:: WHAT YOU SHOULD DO ::
Lines before the one containing "[locate] chair backrest (one dot each)" are excluded; retype that line and all remaining lines of the material exactly.

:: TASK INPUT ::
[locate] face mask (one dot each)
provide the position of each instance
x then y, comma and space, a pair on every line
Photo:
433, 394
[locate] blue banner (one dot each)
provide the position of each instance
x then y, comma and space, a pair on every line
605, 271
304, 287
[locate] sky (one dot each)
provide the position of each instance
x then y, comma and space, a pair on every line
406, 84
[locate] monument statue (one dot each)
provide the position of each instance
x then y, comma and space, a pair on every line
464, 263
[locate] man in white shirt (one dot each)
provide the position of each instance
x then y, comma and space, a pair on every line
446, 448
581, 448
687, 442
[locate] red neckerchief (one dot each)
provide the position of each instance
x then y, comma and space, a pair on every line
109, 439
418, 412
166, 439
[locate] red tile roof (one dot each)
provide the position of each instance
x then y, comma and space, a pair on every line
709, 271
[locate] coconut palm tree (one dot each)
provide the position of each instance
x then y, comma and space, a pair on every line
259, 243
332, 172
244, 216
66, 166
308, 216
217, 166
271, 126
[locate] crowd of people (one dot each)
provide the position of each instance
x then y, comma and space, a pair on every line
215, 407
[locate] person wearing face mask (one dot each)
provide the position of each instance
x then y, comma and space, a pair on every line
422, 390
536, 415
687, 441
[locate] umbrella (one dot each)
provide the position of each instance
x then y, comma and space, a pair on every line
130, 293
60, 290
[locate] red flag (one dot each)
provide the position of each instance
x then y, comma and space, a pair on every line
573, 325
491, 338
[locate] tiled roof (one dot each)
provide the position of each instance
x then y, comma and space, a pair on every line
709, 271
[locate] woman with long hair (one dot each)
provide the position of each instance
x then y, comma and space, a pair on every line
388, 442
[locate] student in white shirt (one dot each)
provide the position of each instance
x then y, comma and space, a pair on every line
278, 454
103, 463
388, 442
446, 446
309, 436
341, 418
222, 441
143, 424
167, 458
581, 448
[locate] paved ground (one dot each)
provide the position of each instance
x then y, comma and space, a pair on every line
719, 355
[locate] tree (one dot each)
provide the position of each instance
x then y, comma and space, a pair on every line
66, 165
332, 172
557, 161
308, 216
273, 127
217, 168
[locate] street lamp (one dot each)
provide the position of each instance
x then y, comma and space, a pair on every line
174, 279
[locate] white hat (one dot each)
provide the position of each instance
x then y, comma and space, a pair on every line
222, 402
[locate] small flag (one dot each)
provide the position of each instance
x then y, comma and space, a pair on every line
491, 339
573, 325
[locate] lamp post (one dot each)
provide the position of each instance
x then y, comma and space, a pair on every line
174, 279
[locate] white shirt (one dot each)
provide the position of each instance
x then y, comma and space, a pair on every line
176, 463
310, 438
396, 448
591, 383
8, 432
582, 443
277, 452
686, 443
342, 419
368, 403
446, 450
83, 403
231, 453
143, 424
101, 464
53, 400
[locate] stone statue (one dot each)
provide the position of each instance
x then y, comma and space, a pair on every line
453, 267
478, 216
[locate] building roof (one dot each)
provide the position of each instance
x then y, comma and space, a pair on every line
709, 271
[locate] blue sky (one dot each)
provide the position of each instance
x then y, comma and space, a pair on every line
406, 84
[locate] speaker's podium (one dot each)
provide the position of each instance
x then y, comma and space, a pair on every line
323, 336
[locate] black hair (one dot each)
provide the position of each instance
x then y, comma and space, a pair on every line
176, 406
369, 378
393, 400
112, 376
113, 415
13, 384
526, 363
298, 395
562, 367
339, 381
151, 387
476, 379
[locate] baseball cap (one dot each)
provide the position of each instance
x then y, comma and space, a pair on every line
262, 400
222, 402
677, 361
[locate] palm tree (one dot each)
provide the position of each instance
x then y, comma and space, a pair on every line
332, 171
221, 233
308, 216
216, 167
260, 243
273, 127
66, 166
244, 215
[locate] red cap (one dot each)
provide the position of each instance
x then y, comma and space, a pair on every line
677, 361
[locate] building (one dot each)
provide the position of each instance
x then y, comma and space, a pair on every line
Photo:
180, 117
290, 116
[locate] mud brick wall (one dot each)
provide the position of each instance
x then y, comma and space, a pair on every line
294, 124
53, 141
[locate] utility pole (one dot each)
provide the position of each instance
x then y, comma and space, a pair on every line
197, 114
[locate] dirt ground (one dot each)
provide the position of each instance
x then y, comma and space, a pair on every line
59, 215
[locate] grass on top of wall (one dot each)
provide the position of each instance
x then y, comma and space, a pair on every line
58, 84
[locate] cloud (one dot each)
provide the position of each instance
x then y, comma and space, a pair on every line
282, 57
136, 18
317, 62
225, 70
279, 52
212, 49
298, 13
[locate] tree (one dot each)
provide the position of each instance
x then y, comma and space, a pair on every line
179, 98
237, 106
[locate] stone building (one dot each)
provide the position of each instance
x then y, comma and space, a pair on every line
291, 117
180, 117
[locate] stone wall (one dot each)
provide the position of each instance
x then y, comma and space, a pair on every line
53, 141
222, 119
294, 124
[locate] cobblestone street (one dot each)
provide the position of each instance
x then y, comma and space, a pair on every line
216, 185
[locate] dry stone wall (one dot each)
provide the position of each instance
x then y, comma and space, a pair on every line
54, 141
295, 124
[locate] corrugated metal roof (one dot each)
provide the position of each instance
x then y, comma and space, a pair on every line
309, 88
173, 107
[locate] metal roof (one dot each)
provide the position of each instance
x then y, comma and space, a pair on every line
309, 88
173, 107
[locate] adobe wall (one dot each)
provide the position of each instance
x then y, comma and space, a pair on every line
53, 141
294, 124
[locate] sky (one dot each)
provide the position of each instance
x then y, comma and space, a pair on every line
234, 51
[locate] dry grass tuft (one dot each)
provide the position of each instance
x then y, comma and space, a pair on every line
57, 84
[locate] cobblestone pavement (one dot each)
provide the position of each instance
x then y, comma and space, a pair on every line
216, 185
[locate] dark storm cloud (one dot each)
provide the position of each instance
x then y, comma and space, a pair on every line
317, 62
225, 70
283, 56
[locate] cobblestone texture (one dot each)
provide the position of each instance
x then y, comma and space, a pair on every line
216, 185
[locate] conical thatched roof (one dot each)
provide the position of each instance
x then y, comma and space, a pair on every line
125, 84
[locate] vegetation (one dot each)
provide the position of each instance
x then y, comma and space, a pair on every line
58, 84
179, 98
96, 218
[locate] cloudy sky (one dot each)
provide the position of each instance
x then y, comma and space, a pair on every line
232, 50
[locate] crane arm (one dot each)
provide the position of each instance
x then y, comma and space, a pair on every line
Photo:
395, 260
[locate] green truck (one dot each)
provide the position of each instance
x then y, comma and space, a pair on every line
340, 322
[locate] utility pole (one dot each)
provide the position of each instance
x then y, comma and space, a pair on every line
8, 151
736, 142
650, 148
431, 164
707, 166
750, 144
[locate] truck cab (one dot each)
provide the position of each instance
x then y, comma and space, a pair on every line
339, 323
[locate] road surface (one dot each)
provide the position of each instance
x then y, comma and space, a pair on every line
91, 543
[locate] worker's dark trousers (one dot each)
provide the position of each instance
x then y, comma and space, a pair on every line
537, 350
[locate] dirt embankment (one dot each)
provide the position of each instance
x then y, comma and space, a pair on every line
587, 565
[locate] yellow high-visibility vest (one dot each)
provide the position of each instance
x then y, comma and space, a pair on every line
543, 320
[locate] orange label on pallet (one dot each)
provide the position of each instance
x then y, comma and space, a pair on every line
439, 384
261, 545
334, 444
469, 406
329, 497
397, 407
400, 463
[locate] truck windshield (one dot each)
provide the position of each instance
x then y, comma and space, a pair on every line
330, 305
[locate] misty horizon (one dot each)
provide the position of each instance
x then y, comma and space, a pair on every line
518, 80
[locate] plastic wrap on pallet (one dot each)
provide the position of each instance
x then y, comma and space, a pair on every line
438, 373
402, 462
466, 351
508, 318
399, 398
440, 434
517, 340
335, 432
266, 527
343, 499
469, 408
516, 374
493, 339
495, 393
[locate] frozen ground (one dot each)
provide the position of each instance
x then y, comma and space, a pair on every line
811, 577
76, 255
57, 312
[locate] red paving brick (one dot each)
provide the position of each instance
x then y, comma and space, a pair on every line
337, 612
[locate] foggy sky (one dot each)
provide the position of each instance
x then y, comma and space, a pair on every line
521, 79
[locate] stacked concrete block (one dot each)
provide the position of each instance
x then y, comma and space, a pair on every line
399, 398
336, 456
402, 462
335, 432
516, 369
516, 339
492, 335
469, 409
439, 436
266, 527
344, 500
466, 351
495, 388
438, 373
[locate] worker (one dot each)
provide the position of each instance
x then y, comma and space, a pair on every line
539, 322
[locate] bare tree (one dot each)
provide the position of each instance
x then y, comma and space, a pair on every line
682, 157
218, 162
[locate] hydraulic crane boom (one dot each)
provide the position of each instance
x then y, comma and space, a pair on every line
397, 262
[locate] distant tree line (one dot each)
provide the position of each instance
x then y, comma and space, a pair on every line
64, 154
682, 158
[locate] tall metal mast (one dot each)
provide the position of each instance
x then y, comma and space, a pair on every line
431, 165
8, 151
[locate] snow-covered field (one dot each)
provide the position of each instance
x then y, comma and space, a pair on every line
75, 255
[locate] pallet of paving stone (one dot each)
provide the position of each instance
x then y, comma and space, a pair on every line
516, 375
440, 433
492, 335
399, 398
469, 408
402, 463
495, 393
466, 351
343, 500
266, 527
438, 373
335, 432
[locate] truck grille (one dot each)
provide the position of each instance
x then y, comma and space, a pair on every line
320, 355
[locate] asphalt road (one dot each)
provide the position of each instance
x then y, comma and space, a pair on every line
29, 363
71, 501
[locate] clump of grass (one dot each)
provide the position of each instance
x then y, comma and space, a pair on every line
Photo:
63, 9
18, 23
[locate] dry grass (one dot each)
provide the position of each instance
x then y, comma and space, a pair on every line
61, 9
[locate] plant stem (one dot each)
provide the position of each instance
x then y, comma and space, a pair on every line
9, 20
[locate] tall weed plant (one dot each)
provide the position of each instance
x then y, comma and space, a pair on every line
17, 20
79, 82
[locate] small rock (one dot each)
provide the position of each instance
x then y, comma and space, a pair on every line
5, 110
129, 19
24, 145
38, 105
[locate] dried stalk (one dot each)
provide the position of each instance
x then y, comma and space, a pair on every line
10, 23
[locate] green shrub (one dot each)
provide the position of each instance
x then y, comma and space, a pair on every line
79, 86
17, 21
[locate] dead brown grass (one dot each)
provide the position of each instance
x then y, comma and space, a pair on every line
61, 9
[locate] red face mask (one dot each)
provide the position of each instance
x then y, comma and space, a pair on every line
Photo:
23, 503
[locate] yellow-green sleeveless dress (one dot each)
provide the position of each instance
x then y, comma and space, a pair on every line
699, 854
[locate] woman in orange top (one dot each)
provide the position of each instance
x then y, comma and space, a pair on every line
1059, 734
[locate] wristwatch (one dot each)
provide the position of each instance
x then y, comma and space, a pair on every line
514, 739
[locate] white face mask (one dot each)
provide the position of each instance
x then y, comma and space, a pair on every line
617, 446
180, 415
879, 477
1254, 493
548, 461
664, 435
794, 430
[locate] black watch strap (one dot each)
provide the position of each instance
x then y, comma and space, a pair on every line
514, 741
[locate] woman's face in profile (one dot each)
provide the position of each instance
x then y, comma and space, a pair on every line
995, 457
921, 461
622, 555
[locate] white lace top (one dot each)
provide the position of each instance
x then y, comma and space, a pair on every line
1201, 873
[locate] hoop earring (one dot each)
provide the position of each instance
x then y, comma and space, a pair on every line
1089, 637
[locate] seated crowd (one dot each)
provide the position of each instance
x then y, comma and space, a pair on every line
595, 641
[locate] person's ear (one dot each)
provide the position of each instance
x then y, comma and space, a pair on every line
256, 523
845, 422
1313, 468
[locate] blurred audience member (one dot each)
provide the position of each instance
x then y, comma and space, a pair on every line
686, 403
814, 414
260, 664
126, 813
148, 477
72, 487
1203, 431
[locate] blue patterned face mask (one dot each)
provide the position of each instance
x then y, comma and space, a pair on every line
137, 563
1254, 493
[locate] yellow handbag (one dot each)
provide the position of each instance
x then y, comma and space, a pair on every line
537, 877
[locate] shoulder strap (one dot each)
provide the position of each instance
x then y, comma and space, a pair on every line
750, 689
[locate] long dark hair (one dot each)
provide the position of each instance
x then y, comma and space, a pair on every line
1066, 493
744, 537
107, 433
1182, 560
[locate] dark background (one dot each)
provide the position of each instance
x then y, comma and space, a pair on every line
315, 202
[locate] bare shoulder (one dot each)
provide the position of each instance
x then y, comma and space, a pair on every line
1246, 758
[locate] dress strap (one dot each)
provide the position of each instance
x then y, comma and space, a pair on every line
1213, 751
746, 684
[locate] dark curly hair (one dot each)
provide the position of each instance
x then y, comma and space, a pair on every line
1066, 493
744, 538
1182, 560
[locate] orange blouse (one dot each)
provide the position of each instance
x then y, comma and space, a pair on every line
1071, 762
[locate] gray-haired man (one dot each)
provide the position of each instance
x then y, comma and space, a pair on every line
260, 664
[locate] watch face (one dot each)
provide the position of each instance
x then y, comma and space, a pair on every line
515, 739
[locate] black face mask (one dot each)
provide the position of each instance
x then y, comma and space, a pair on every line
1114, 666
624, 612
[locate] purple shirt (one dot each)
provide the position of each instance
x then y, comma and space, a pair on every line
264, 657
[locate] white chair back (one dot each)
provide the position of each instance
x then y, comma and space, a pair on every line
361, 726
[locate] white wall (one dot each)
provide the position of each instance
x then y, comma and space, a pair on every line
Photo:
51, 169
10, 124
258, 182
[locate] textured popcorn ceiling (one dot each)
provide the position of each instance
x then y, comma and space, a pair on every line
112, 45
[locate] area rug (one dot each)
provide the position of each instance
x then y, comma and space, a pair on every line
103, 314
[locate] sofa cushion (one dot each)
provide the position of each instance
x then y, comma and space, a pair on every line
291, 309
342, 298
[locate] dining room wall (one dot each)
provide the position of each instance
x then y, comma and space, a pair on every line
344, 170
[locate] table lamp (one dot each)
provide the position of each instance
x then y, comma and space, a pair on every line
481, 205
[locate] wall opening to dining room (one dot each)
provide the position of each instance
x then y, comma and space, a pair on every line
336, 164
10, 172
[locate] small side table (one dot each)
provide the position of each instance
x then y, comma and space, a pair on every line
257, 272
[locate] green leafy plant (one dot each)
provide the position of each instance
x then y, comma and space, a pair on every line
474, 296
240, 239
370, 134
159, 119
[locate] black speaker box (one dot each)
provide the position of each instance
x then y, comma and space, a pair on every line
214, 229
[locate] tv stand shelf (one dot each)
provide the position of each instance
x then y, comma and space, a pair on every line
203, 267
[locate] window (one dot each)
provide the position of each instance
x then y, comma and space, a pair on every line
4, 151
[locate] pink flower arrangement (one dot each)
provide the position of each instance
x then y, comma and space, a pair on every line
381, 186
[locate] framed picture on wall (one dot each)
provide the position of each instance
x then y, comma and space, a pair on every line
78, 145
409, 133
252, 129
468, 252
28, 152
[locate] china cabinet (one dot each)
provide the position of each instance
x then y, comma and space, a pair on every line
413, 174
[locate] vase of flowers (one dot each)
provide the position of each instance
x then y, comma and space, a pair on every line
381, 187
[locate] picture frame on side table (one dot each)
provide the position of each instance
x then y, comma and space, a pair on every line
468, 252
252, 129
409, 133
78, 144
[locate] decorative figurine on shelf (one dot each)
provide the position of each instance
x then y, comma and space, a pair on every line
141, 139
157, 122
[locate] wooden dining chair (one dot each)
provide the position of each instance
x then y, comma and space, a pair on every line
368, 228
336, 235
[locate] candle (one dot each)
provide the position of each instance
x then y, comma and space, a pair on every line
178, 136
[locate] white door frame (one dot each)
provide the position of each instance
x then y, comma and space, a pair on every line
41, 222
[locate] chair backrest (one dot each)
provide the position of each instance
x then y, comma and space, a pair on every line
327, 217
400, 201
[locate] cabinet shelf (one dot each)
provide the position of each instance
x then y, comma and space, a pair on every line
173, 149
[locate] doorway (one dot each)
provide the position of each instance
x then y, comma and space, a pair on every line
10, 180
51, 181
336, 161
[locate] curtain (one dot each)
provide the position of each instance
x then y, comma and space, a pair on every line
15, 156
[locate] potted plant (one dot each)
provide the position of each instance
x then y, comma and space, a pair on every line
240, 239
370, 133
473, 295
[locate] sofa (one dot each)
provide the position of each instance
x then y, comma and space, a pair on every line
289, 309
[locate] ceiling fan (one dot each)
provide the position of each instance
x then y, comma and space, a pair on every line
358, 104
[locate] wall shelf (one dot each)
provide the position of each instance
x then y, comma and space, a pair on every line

:: WRITTEN REPLY ::
[locate] chair backrest (one dot each)
provide the position of each instance
x then y, comma and space, a pair on every line
327, 217
400, 201
[locate] cabinet shelf (one dot each)
provide the position of each instance
x then y, comma and space, a pair on every line
173, 149
[locate] doorway (one dot each)
provide the position of each instance
x then y, comma and space, a pair on every line
10, 180
51, 181
336, 161
[locate] curtain (one dot each)
provide the position of each instance
x then y, comma and space, a pair on every line
15, 156
[locate] potted plant (one dot each)
provide the position of each instance
x then y, comma and space, a pair on every line
240, 239
370, 133
473, 295
[locate] sofa (one dot each)
provide the position of each instance
x then y, comma and space, a pair on every line
289, 309
[locate] ceiling fan (one dot each)
provide the position of each instance
x then y, comma and space, a pair on every line
358, 104
[locate] wall shelf (one dot each)
provide the position of each instance
x then y, comma and space, a pair on every line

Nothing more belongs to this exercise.